▶ **Action item**
Translate this sentence from the Video Action Differencing excerpt into Spanish: "Our experiments demonstrate that VidDiffBench poses a significant challenge for state-of-the-art large multimodal models (LMMs), such as GPT-4o and Qwen2-VL."

━━━━━ Document excerpt ━━━━━

Video Action Differencing

TL;DR

This work introduces Video Action Differencing (VidDiff), a zero-shot task to identify fine-grained differences between two videos of the same action and benchmarks it with VidDiffBench, a dataset of 549 video pairs, 4,469 differences, and 2,075 localization timestamps across diverse domains. The authors propose VidDiff, a three-stage agentic workflow that uses an LLM for difference proposals, CLIP-based localization, and vision-language models for frame-level differencing, achieving improved open- and closed-set performance over strong baselines. Their analysis parses the core challenges—precise sub-action localization and subtle frame-to-frame differences—and provides extensive ablations and error analyses to guide future improvements. The work, including dataset and code releases, offers a foundation for research in fine-grained, language-grounded video analysis with broad applications in coaching, sports analytics, medicine, and education.

Abstract

How do two individuals differ when performing the same action? In this work, we introduce Video Action Differencing (VidDiff), the novel task of identifying subtle differences between videos of the same action, which has many applications, such as coaching and skill learning. To enable development on this new task, we first create VidDiffBench, a benchmark dataset containing 549 video pairs, with human annotations of 4,469 fine-grained action differences and 2,075 localization timestamps indicating where these differences occur. Our experiments demonstrate that VidDiffBench poses a significant challenge for state-of-the-art large multimodal models (LMMs), such as GPT-4o and Qwen2-VL. By analyzing failure cases of LMMs on VidDiffBench, we highlight two key challenges for this task: localizing relevant sub-actions over two videos and fine-grained frame comparison. To overcome these, we propose the VidDiff method, an agentic workflow that breaks the task into three stages: action difference proposal, keyframe localization, and frame differencing, each stage utilizing specialized foundation models. To encourage future research in this new task, we release the benchmark at https://huggingface.co/datasets/jmhb/VidDiffBench and code at http://jmhb0.github.io/viddiff.

━━━━━ Entries supplied ━━━━━

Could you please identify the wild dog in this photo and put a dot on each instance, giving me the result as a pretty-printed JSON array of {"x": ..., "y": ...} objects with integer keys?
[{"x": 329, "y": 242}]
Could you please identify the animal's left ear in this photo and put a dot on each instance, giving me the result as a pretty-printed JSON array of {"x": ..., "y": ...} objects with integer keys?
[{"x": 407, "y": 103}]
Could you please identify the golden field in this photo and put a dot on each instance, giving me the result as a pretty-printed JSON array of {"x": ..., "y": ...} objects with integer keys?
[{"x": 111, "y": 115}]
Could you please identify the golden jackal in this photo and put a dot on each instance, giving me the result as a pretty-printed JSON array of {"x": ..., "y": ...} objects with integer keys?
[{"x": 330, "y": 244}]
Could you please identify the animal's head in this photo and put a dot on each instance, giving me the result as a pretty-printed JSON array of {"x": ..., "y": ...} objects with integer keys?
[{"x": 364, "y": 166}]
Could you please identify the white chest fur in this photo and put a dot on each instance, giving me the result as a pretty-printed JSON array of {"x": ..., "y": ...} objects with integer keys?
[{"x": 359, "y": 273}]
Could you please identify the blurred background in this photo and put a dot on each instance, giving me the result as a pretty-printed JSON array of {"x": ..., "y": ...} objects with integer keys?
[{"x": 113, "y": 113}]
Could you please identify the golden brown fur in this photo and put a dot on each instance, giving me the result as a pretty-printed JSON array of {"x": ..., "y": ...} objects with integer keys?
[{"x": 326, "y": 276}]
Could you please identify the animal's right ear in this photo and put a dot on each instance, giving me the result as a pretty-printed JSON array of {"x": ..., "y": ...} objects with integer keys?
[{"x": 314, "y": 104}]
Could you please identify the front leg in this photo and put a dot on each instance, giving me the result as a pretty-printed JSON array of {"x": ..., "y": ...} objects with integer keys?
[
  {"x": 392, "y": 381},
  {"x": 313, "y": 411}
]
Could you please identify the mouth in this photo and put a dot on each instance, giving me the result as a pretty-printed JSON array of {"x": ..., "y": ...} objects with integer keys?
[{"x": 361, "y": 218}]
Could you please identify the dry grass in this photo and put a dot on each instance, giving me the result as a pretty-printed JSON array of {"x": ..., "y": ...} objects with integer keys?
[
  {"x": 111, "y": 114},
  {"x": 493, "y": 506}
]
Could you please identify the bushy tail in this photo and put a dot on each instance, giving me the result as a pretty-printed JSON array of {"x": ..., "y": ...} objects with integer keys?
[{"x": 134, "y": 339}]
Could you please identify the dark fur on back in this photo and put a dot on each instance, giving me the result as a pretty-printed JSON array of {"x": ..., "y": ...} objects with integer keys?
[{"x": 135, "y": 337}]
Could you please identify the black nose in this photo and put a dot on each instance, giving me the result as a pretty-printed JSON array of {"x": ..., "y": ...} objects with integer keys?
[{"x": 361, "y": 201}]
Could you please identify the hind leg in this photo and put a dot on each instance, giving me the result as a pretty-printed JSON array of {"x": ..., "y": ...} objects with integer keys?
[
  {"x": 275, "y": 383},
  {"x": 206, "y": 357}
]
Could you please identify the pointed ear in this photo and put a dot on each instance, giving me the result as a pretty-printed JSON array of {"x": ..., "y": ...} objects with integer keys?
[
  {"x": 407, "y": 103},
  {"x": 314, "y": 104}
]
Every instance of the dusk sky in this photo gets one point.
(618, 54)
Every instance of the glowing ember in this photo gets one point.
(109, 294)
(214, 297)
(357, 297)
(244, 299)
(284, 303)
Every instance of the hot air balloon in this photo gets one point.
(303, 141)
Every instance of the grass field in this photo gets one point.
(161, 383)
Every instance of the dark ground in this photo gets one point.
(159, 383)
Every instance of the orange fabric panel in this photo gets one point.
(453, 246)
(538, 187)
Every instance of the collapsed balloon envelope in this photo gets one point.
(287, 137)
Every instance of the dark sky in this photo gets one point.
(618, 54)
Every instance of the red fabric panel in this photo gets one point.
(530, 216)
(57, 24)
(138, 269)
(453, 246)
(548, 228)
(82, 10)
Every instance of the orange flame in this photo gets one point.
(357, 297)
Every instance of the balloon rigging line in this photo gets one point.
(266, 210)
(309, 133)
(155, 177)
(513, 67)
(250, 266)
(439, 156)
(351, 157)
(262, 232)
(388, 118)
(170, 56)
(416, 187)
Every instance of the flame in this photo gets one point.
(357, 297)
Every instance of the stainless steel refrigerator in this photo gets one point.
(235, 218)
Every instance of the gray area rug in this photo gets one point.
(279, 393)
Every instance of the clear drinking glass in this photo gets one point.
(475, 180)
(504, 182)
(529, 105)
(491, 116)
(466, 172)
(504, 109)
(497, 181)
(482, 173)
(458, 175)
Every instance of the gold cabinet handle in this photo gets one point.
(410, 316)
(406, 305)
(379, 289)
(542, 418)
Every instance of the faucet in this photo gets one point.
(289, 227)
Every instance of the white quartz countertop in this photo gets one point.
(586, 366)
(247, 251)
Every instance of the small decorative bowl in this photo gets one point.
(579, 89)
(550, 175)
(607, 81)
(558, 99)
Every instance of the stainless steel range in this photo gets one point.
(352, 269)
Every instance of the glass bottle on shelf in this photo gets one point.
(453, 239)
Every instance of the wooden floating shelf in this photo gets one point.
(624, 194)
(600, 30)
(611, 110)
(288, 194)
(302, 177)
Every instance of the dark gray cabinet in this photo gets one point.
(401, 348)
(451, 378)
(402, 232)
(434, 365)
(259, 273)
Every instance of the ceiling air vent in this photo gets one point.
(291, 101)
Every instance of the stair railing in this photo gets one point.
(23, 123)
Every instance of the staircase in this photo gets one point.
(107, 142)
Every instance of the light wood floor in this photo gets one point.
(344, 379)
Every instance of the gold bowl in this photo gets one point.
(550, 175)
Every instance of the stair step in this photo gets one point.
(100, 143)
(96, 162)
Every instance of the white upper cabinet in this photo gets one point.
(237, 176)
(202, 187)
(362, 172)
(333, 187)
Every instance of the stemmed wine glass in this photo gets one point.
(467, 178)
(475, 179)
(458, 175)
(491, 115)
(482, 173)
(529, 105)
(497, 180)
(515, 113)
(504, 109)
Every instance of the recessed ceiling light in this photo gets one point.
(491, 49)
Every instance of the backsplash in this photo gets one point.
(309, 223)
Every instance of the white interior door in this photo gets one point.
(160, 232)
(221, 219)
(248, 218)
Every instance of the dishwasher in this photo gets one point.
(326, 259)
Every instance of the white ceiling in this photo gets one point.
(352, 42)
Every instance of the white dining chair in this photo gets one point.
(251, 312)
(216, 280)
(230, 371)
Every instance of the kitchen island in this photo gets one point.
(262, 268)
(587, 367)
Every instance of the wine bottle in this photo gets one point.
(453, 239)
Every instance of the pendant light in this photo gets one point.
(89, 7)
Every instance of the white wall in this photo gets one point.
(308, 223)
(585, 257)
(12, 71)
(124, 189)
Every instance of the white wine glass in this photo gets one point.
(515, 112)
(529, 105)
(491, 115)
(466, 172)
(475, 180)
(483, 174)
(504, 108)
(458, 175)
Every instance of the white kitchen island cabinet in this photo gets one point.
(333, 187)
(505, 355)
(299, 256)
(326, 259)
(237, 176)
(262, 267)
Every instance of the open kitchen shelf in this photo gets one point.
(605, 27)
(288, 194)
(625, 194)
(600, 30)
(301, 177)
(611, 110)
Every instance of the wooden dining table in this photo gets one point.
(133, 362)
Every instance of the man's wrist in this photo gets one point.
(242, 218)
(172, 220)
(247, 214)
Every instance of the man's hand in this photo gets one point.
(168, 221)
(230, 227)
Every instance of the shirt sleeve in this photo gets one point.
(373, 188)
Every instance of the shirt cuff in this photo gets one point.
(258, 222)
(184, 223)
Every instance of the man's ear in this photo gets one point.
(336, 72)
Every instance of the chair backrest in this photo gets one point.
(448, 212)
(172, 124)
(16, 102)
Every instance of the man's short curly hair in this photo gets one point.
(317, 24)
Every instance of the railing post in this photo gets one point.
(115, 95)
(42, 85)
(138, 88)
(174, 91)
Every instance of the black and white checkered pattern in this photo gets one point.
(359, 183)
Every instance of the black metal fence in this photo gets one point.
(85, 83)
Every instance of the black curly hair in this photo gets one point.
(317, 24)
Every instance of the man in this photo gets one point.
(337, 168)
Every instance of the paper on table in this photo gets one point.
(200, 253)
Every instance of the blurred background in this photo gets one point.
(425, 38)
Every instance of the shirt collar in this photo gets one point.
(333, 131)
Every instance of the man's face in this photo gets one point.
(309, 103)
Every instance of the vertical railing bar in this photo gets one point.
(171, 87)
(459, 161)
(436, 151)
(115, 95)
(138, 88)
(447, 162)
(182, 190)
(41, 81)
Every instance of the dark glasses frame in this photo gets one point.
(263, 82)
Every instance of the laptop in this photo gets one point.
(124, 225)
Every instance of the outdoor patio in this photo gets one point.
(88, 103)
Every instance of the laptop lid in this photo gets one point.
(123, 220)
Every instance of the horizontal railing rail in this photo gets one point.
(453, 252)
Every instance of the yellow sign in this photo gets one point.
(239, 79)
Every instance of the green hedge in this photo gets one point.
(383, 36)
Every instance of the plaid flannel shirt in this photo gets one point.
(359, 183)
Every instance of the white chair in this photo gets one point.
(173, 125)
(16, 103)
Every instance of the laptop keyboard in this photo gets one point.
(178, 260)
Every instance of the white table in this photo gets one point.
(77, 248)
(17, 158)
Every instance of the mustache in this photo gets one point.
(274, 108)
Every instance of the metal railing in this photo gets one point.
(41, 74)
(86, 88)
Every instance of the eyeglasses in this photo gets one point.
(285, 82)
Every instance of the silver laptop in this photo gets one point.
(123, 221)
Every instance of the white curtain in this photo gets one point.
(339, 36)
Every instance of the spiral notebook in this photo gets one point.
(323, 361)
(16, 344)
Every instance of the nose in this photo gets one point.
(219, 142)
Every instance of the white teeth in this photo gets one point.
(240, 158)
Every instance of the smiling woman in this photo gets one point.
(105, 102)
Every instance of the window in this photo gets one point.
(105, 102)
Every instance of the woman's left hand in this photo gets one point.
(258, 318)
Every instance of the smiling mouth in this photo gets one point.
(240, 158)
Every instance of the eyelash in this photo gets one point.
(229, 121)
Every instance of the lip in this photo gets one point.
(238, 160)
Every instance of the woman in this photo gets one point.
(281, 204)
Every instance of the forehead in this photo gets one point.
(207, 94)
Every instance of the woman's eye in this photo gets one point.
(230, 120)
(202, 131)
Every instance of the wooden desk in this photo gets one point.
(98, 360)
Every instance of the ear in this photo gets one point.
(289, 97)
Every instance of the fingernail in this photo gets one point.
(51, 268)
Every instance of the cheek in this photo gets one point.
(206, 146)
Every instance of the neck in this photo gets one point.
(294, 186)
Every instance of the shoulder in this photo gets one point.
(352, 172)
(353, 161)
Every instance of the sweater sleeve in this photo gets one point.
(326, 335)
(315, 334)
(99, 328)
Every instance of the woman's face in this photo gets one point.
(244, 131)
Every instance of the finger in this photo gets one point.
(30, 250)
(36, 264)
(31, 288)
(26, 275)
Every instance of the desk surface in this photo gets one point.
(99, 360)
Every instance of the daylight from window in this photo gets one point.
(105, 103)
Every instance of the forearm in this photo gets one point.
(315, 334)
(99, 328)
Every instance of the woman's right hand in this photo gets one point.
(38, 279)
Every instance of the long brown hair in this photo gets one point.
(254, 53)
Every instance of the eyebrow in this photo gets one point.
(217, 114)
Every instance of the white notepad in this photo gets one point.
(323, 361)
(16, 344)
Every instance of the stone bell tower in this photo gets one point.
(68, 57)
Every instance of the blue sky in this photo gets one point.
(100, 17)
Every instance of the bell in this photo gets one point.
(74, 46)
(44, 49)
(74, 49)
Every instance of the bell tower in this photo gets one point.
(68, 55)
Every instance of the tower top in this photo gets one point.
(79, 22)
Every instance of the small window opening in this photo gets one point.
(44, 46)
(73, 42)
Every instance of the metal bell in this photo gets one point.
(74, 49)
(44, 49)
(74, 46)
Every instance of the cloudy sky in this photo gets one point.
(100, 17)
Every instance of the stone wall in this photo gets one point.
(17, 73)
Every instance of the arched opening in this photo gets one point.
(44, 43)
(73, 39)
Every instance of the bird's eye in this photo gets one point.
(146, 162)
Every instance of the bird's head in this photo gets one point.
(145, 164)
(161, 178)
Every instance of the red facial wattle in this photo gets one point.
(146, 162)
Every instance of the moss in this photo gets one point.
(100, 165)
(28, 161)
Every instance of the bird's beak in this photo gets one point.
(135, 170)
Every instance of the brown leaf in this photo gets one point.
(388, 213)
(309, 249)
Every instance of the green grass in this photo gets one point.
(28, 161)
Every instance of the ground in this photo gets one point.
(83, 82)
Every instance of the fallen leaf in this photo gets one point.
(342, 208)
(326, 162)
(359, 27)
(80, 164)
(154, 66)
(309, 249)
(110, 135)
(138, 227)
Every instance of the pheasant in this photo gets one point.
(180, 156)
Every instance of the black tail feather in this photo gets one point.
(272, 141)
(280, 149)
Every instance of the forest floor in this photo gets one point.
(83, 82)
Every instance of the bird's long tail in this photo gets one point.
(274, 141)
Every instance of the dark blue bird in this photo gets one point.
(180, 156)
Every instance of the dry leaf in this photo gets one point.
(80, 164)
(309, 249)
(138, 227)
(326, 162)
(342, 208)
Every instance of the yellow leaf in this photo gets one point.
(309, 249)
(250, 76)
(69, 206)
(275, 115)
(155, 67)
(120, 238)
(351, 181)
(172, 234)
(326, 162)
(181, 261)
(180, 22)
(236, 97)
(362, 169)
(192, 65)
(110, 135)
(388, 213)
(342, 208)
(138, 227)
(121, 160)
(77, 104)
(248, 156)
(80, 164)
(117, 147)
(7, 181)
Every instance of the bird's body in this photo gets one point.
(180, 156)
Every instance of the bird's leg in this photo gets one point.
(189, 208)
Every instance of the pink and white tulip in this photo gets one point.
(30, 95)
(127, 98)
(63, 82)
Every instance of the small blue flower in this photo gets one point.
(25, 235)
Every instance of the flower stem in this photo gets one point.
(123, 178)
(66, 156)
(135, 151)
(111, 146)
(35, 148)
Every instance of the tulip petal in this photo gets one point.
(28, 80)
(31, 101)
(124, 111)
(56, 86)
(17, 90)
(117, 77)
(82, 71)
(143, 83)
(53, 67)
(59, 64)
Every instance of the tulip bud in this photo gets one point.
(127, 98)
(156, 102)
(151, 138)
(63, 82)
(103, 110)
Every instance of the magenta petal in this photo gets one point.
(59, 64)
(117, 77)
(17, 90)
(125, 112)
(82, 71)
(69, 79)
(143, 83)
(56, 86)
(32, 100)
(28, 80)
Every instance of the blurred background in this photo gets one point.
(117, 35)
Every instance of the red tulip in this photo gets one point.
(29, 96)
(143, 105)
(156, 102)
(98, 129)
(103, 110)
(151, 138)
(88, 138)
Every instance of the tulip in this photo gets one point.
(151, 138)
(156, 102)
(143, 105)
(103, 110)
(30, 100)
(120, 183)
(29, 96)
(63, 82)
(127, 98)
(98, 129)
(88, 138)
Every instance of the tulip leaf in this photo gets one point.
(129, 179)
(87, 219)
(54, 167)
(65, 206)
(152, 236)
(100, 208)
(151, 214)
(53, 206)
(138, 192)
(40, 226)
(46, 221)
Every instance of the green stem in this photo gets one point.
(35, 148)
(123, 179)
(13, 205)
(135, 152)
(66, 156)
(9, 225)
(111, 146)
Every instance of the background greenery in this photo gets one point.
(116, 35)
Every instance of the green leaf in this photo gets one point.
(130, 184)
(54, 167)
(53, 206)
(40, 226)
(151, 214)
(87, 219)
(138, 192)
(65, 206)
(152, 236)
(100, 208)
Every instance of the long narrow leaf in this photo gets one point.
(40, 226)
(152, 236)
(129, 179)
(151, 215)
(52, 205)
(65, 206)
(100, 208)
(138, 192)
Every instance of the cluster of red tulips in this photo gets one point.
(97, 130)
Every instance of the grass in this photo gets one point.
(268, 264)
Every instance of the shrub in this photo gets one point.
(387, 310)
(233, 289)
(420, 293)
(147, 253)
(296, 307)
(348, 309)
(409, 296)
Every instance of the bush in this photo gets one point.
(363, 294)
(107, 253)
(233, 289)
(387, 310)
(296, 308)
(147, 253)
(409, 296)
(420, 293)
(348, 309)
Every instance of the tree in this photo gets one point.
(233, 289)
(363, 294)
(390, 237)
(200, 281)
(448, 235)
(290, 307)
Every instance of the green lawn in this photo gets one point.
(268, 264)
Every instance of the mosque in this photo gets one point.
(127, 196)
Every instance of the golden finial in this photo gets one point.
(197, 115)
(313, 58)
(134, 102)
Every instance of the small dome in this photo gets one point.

━━━━━

▶ **Result**
Nuestros experimentos demuestran que VidDiffBench supone un desafío considerable para los modelos multimodales grandes (LMM) de última generación, como GPT-4o y Qwen2-VL.